*Given data:*
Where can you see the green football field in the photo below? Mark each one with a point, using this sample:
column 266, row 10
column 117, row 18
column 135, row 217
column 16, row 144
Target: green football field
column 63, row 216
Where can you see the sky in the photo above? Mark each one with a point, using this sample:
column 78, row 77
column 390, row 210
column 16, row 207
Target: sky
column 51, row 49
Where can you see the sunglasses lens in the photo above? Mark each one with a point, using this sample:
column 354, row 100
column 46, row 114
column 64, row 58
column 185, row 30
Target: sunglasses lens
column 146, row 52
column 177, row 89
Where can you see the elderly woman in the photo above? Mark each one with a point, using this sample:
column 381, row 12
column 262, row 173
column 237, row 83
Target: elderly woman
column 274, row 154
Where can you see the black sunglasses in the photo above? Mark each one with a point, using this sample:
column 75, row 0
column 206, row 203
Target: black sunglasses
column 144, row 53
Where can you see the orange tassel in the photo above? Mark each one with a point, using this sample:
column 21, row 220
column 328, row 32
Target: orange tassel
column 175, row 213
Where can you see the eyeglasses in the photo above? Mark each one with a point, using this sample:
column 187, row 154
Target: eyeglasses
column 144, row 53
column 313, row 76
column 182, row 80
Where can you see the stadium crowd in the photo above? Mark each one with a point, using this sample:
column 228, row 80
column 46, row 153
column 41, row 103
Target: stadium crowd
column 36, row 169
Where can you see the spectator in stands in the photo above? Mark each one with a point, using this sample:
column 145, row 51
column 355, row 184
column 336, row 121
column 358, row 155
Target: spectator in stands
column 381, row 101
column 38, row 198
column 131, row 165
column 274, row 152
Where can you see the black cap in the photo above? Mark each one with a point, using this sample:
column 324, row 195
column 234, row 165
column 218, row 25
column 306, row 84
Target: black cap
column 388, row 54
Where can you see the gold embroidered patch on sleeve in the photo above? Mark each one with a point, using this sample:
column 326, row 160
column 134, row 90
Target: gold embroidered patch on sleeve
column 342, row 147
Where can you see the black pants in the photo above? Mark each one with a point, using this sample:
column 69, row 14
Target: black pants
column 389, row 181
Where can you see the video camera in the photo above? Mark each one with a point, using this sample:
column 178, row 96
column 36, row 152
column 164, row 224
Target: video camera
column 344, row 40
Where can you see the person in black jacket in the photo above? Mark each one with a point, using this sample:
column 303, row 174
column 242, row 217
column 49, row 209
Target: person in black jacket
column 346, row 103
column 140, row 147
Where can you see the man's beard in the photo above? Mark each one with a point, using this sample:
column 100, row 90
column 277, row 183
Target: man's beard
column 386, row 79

*Exercise:* Your output should be the listing's lines, exact and complete, from its first line to the line that contains "column 46, row 114", inclusive.

*Response area:*
Where can you see the green football field in the photo below? Mark each one with a point, using this sample:
column 266, row 10
column 117, row 18
column 135, row 217
column 16, row 144
Target: green football field
column 63, row 216
Where can you see the sky in the photo above? Mark each one with a point, using this sample:
column 78, row 77
column 390, row 210
column 16, row 207
Target: sky
column 51, row 49
Where can you see the sunglasses lens in the photo above? Mark each one with a point, using this sample:
column 354, row 100
column 46, row 114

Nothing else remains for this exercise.